Items from a dataset:
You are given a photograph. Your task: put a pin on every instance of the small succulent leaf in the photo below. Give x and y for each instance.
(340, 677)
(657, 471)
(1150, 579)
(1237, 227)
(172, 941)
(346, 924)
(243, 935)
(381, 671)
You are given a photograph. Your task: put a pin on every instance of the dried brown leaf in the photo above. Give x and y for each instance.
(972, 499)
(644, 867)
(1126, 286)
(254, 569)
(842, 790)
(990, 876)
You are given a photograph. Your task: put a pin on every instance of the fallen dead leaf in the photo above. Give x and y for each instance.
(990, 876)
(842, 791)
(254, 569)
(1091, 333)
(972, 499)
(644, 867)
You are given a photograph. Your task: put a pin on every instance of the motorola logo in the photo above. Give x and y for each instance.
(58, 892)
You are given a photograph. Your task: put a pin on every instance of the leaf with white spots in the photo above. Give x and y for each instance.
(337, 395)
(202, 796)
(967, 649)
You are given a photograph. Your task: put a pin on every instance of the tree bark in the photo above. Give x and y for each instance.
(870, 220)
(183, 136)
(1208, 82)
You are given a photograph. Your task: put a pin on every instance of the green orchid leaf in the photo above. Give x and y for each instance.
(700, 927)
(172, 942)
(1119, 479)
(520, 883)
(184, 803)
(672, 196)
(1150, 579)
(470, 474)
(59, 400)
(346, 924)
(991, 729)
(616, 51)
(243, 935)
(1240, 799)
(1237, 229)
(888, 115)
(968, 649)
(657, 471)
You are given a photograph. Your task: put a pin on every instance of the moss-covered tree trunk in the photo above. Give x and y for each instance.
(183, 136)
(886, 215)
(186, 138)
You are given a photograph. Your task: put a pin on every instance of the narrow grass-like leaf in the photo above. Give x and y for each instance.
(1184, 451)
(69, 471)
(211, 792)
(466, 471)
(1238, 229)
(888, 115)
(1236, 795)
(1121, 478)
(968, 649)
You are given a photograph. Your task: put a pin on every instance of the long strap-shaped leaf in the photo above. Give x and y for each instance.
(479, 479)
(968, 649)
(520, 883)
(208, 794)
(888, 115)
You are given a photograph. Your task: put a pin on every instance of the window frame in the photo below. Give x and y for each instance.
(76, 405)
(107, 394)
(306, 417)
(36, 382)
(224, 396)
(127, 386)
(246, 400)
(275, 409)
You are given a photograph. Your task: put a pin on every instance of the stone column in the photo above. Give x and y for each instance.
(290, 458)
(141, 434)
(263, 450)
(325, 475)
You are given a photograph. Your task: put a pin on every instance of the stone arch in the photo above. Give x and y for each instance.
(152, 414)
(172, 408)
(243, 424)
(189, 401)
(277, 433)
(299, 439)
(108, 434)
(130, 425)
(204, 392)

> **Requirement**:
Reproduce every line of the data so that nothing differs from the original.

> **Task answer**:
You are given a photograph. Your task: put a pin on every instance of the small succulent leaf in the photo below. Give x and y for each instance.
(340, 677)
(657, 471)
(1150, 579)
(1237, 227)
(172, 941)
(346, 924)
(243, 935)
(381, 671)
You are given a photograph. Your task: put a pin on every instance of the dried brown leaf in the photo above. Give x and y for each instance.
(972, 499)
(644, 867)
(1126, 286)
(254, 569)
(842, 790)
(990, 876)
You are given a photograph. Your task: put a pin on every instance of the fallen dead leaf in the photo above. Give x and y for each instance.
(990, 876)
(842, 791)
(254, 569)
(1091, 333)
(972, 499)
(644, 867)
You are given a photograph. Your task: put a pin on every instance of the motorola logo in the photo above. Give x and y for each instance.
(58, 892)
You are given a photograph. Your task: put a pin on every instance of the leaf with white spots in the photo above. Give x and y for each instance.
(337, 395)
(202, 796)
(967, 649)
You are given a photograph. Your task: put a pin on every instance of the tree bark in the photo above. Give x and y for each instance.
(870, 220)
(183, 136)
(1208, 82)
You are given a photograph. Your task: put a pin on every instance of the green orchid leaf in the photo above. Give x and y for each instance.
(700, 927)
(172, 942)
(1119, 479)
(520, 883)
(184, 803)
(672, 196)
(1150, 579)
(470, 474)
(59, 400)
(346, 924)
(991, 729)
(616, 51)
(243, 935)
(1240, 799)
(1237, 229)
(888, 115)
(968, 649)
(657, 471)
You are given a photograph. Your task: put a pin on every instance of the moss-covered tree trunk in the photo above. Give x and y for each instance.
(183, 136)
(886, 215)
(186, 138)
You are given a photograph. Your task: put a pin on every instance of the narrow grass-like leaf in the photo above. Give x and y for each instance.
(1184, 451)
(69, 471)
(211, 792)
(466, 471)
(1238, 229)
(888, 115)
(1236, 795)
(1121, 478)
(968, 649)
You are given a photograph. Your task: put a pin on every instance of the long strap-shaped leaf in the photo above. Give x and y for each instance.
(479, 479)
(968, 649)
(520, 883)
(208, 794)
(888, 115)
You are given a photograph. Your task: put a pin on every instance of the window frame in the photo below. Give x and y for each instance.
(76, 405)
(107, 394)
(306, 417)
(36, 382)
(224, 396)
(127, 386)
(246, 400)
(275, 409)
You are given a photograph. Your task: put a pin on every instance of the stone column in the photo above. Give x and y for each instance.
(290, 458)
(141, 434)
(263, 450)
(325, 475)
You are given a photograph. Your task: put a pin on every instance of the stone arch in the photo above. Give x and y for each instance.
(152, 414)
(172, 408)
(243, 424)
(189, 401)
(277, 433)
(299, 439)
(108, 434)
(130, 425)
(204, 392)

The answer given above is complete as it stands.